_WORK TO BE COMPLETED_
Beginning with the line containing "Target: brick wall" and ending with the last line of the records, set down every line exactly.

_Records_
==========
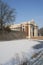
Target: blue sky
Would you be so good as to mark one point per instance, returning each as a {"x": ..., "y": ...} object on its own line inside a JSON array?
[{"x": 27, "y": 10}]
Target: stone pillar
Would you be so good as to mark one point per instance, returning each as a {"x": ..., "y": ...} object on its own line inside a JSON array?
[
  {"x": 35, "y": 31},
  {"x": 29, "y": 31}
]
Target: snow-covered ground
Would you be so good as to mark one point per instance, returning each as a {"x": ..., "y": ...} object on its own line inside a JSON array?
[{"x": 20, "y": 49}]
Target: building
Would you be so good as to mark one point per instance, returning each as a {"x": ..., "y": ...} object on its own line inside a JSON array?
[{"x": 30, "y": 28}]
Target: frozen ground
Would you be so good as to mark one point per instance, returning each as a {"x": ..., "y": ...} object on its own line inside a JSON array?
[{"x": 17, "y": 49}]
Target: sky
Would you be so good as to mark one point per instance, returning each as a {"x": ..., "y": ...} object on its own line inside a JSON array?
[{"x": 26, "y": 10}]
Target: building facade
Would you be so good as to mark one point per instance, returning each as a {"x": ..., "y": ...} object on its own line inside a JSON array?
[{"x": 30, "y": 28}]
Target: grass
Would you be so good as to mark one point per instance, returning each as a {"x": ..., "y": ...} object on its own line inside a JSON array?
[{"x": 12, "y": 35}]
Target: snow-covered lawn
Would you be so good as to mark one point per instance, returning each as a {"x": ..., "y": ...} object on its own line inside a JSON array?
[{"x": 16, "y": 48}]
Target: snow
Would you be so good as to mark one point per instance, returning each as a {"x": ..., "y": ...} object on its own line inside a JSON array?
[{"x": 10, "y": 49}]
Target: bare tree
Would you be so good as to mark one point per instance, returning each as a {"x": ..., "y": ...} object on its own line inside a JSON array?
[{"x": 7, "y": 14}]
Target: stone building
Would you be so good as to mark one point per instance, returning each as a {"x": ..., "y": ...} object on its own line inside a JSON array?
[{"x": 30, "y": 28}]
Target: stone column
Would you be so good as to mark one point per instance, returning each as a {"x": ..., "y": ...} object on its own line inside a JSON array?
[
  {"x": 35, "y": 31},
  {"x": 29, "y": 31}
]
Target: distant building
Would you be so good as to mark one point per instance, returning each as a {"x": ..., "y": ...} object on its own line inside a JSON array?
[{"x": 29, "y": 27}]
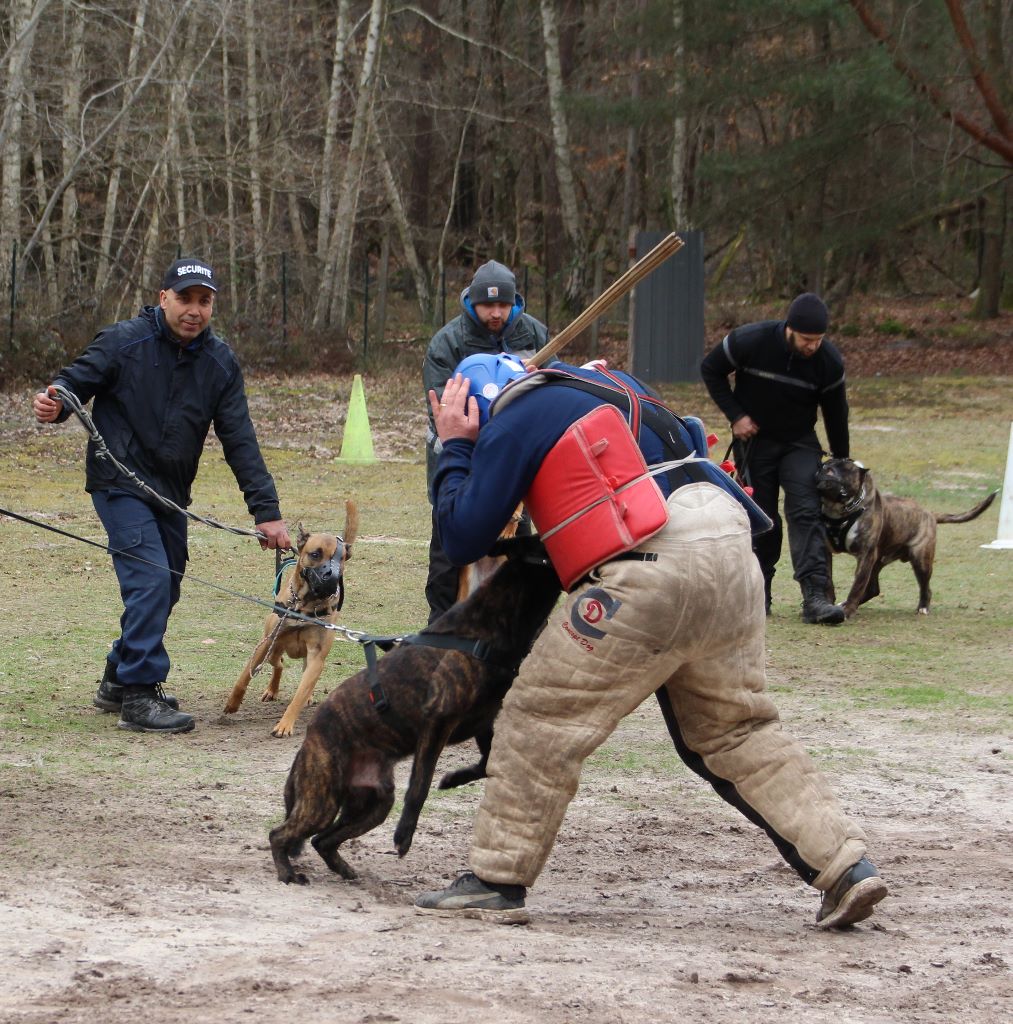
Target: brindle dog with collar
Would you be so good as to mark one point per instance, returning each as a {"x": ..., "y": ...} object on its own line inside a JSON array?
[
  {"x": 313, "y": 587},
  {"x": 879, "y": 528},
  {"x": 444, "y": 686}
]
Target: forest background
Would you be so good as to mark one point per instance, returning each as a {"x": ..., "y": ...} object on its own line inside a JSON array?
[{"x": 309, "y": 146}]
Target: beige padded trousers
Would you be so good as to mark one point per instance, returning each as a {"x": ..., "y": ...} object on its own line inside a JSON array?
[{"x": 693, "y": 623}]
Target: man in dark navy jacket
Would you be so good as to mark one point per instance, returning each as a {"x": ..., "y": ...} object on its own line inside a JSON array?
[
  {"x": 160, "y": 381},
  {"x": 786, "y": 371}
]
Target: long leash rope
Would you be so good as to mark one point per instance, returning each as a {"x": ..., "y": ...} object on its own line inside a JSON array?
[{"x": 101, "y": 452}]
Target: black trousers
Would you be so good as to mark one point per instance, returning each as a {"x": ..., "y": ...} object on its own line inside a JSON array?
[{"x": 769, "y": 466}]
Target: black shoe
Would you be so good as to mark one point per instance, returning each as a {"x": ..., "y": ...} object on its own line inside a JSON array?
[
  {"x": 109, "y": 696},
  {"x": 852, "y": 897},
  {"x": 470, "y": 897},
  {"x": 144, "y": 710},
  {"x": 815, "y": 607}
]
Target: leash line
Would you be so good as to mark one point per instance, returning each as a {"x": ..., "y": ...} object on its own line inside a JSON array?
[{"x": 354, "y": 636}]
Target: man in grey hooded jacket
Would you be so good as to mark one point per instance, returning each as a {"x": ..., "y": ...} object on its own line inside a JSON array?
[{"x": 493, "y": 320}]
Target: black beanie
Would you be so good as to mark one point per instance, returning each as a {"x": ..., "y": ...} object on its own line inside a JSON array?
[
  {"x": 808, "y": 314},
  {"x": 493, "y": 283}
]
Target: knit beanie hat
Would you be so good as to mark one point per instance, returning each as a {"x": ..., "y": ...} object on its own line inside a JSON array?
[
  {"x": 493, "y": 283},
  {"x": 808, "y": 314}
]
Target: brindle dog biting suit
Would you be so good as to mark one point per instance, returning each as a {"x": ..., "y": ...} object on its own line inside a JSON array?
[{"x": 313, "y": 587}]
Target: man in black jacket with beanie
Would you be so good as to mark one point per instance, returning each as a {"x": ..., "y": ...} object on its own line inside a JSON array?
[
  {"x": 159, "y": 382},
  {"x": 785, "y": 372}
]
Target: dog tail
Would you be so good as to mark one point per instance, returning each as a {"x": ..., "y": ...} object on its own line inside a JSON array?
[{"x": 968, "y": 516}]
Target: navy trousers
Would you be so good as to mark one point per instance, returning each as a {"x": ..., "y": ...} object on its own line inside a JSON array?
[
  {"x": 773, "y": 466},
  {"x": 149, "y": 549}
]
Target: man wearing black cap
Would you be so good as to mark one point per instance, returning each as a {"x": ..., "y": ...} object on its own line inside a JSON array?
[
  {"x": 785, "y": 372},
  {"x": 493, "y": 320},
  {"x": 159, "y": 382}
]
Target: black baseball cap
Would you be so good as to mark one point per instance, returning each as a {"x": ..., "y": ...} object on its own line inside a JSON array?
[{"x": 187, "y": 271}]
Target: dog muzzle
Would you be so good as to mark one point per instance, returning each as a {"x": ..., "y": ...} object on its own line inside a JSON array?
[{"x": 323, "y": 580}]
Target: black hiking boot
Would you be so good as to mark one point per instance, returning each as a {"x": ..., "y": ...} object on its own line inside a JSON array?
[
  {"x": 815, "y": 607},
  {"x": 852, "y": 897},
  {"x": 144, "y": 710},
  {"x": 470, "y": 897},
  {"x": 109, "y": 696}
]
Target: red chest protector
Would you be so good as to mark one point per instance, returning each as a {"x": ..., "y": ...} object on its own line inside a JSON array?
[{"x": 591, "y": 500}]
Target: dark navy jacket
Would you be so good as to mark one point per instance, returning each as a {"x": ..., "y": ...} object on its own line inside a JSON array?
[
  {"x": 778, "y": 389},
  {"x": 478, "y": 485},
  {"x": 155, "y": 403}
]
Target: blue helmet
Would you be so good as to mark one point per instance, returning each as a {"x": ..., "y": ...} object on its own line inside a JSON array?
[{"x": 489, "y": 375}]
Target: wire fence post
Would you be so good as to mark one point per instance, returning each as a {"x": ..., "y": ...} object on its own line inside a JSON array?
[{"x": 13, "y": 289}]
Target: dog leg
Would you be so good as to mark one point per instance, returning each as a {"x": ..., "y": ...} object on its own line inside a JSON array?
[
  {"x": 432, "y": 739},
  {"x": 314, "y": 666},
  {"x": 473, "y": 772},
  {"x": 365, "y": 809},
  {"x": 239, "y": 690}
]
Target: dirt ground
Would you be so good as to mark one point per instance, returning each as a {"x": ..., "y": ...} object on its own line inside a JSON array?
[{"x": 159, "y": 901}]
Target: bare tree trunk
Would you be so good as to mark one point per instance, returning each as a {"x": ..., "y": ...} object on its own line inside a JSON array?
[
  {"x": 986, "y": 302},
  {"x": 22, "y": 29},
  {"x": 69, "y": 268},
  {"x": 253, "y": 129},
  {"x": 94, "y": 141},
  {"x": 396, "y": 205},
  {"x": 332, "y": 297},
  {"x": 564, "y": 168},
  {"x": 116, "y": 165},
  {"x": 331, "y": 127}
]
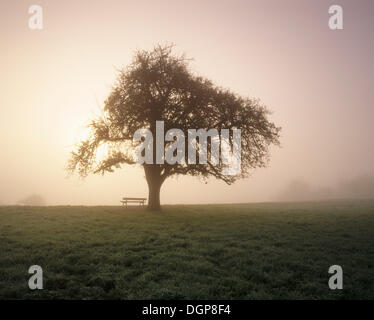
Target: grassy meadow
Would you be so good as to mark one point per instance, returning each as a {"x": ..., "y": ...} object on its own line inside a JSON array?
[{"x": 239, "y": 251}]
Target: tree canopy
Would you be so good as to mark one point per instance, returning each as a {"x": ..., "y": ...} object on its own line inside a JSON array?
[{"x": 159, "y": 86}]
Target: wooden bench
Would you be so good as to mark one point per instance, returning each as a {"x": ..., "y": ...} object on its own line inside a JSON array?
[{"x": 126, "y": 200}]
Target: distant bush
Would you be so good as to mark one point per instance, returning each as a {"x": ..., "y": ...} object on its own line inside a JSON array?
[{"x": 32, "y": 200}]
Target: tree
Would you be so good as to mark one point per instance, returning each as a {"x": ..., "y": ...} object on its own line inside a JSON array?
[{"x": 158, "y": 86}]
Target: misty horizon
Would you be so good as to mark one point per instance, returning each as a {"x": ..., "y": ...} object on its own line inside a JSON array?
[{"x": 317, "y": 83}]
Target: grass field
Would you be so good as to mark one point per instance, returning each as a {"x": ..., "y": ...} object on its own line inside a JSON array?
[{"x": 243, "y": 251}]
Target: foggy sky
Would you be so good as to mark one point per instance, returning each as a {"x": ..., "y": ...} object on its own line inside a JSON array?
[{"x": 317, "y": 82}]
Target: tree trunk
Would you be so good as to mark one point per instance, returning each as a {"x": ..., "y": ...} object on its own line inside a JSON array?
[{"x": 154, "y": 181}]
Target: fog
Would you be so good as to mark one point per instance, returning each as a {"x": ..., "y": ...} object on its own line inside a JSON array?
[{"x": 317, "y": 82}]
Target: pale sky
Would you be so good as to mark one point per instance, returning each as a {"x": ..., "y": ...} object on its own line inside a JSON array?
[{"x": 318, "y": 83}]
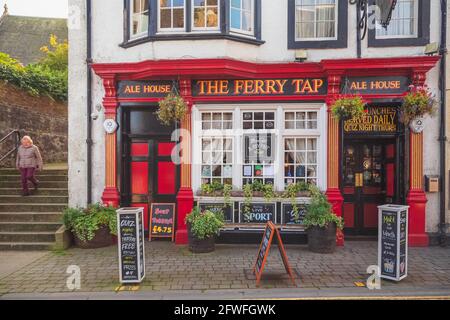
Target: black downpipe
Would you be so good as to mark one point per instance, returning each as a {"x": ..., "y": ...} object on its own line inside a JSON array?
[
  {"x": 89, "y": 100},
  {"x": 443, "y": 137}
]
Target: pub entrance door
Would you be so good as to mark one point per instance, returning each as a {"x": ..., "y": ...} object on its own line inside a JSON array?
[
  {"x": 370, "y": 178},
  {"x": 149, "y": 174}
]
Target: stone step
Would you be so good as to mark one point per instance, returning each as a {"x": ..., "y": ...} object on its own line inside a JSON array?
[
  {"x": 39, "y": 177},
  {"x": 27, "y": 236},
  {"x": 32, "y": 207},
  {"x": 26, "y": 246},
  {"x": 39, "y": 192},
  {"x": 33, "y": 199},
  {"x": 42, "y": 184},
  {"x": 29, "y": 226},
  {"x": 31, "y": 217},
  {"x": 13, "y": 171}
]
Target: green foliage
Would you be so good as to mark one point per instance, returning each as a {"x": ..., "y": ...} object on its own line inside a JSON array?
[
  {"x": 417, "y": 103},
  {"x": 171, "y": 109},
  {"x": 348, "y": 107},
  {"x": 204, "y": 224},
  {"x": 85, "y": 222},
  {"x": 319, "y": 211},
  {"x": 46, "y": 78}
]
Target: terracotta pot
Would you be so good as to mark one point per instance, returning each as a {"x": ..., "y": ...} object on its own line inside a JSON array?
[
  {"x": 200, "y": 245},
  {"x": 322, "y": 240},
  {"x": 102, "y": 238}
]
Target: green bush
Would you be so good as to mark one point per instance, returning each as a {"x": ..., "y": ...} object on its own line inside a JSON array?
[
  {"x": 85, "y": 222},
  {"x": 204, "y": 224}
]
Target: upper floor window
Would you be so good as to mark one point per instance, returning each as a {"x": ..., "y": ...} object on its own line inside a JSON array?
[
  {"x": 171, "y": 15},
  {"x": 315, "y": 19},
  {"x": 241, "y": 16},
  {"x": 138, "y": 18},
  {"x": 206, "y": 15},
  {"x": 403, "y": 22}
]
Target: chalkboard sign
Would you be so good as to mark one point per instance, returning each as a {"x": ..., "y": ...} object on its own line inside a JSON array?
[
  {"x": 162, "y": 220},
  {"x": 264, "y": 250},
  {"x": 393, "y": 241},
  {"x": 131, "y": 244},
  {"x": 257, "y": 213},
  {"x": 226, "y": 210},
  {"x": 288, "y": 216}
]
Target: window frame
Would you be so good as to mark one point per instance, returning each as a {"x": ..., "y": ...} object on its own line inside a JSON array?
[
  {"x": 340, "y": 41},
  {"x": 422, "y": 37},
  {"x": 336, "y": 24}
]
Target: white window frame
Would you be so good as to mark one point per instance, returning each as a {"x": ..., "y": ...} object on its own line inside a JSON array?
[
  {"x": 280, "y": 133},
  {"x": 205, "y": 29},
  {"x": 171, "y": 30},
  {"x": 130, "y": 17},
  {"x": 252, "y": 17},
  {"x": 336, "y": 24},
  {"x": 416, "y": 26}
]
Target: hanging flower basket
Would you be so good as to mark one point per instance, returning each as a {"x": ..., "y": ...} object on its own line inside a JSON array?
[
  {"x": 417, "y": 103},
  {"x": 172, "y": 108},
  {"x": 348, "y": 107}
]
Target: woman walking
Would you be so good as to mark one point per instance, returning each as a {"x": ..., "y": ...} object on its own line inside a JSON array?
[{"x": 28, "y": 161}]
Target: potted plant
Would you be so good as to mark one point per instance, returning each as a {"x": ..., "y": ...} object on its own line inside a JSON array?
[
  {"x": 321, "y": 223},
  {"x": 416, "y": 104},
  {"x": 348, "y": 107},
  {"x": 202, "y": 228},
  {"x": 172, "y": 109},
  {"x": 92, "y": 227}
]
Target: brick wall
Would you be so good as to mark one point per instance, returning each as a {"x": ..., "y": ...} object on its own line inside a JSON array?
[{"x": 41, "y": 118}]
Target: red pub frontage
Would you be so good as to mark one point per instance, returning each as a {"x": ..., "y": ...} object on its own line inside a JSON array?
[{"x": 359, "y": 164}]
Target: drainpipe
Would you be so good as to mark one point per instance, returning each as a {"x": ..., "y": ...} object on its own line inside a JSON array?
[
  {"x": 89, "y": 141},
  {"x": 443, "y": 137}
]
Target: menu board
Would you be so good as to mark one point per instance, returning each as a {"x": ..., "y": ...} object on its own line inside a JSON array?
[
  {"x": 162, "y": 220},
  {"x": 393, "y": 241},
  {"x": 257, "y": 213},
  {"x": 226, "y": 210},
  {"x": 288, "y": 215},
  {"x": 131, "y": 245},
  {"x": 264, "y": 250}
]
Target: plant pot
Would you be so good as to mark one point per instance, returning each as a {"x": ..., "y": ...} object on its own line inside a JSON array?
[
  {"x": 200, "y": 245},
  {"x": 322, "y": 240},
  {"x": 102, "y": 238}
]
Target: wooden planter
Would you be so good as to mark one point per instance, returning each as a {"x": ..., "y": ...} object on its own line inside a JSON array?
[
  {"x": 200, "y": 245},
  {"x": 322, "y": 240},
  {"x": 102, "y": 238}
]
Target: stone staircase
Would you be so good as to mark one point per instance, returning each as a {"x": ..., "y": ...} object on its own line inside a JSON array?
[{"x": 30, "y": 223}]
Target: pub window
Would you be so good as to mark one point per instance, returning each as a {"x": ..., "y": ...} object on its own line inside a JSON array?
[
  {"x": 403, "y": 22},
  {"x": 205, "y": 15},
  {"x": 300, "y": 160},
  {"x": 300, "y": 120},
  {"x": 315, "y": 19},
  {"x": 242, "y": 16},
  {"x": 217, "y": 160},
  {"x": 171, "y": 15},
  {"x": 138, "y": 18}
]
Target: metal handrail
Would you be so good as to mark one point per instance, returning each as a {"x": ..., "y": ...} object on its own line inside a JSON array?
==========
_RESULT OF THE TASK_
Target: brick wall
Would you be so good as to mark one point per instance, returning each as a {"x": ..., "y": ...} object on its own line inside a JSON array?
[{"x": 41, "y": 118}]
Target: red pub frontage
Would you be so good as to mark one point per instance, returning each as a {"x": ..., "y": ...} object on its own line inside a JSON array?
[{"x": 359, "y": 164}]
Target: drainpipe
Would you be so good as to mark one point per instance, returning each as a {"x": ..., "y": ...} object on its own line inside a JSON array?
[
  {"x": 89, "y": 141},
  {"x": 443, "y": 137}
]
Target: menu board
Would you be so good as to mark one point per instance, returning each as a {"x": ..., "y": ...} object on its own line inside a JSON array?
[
  {"x": 162, "y": 220},
  {"x": 393, "y": 241},
  {"x": 257, "y": 213},
  {"x": 226, "y": 210},
  {"x": 288, "y": 215},
  {"x": 131, "y": 245},
  {"x": 264, "y": 250}
]
Target: plant pot
Would you be so good as to mark one point per instance, returning each as a {"x": ..., "y": ...} object on its own line inside a JSON array?
[
  {"x": 200, "y": 245},
  {"x": 322, "y": 240},
  {"x": 102, "y": 238}
]
Target: wooden planter
Would you be so good as to mark one point per instance, returning each as a {"x": ..., "y": ...} object on its own line inside a JSON array?
[
  {"x": 200, "y": 245},
  {"x": 322, "y": 240},
  {"x": 102, "y": 238}
]
Target: stone staircase
Would you be so good as to mark one point per instance, returning each as a {"x": ..., "y": ...} object on its own line inside a JSON array?
[{"x": 30, "y": 223}]
Target: pub window
Would you be so good as to mark one point per instance, returning each as a {"x": ..., "y": ...} object on its own line inside a JSON array?
[
  {"x": 403, "y": 22},
  {"x": 205, "y": 15},
  {"x": 300, "y": 160},
  {"x": 300, "y": 120},
  {"x": 315, "y": 19},
  {"x": 242, "y": 16},
  {"x": 217, "y": 160},
  {"x": 171, "y": 15},
  {"x": 138, "y": 18}
]
Target: metal handrail
Would you be so good as to mark one point per instance, returning each as a {"x": ..., "y": ...} object on its own line inside a JSON array?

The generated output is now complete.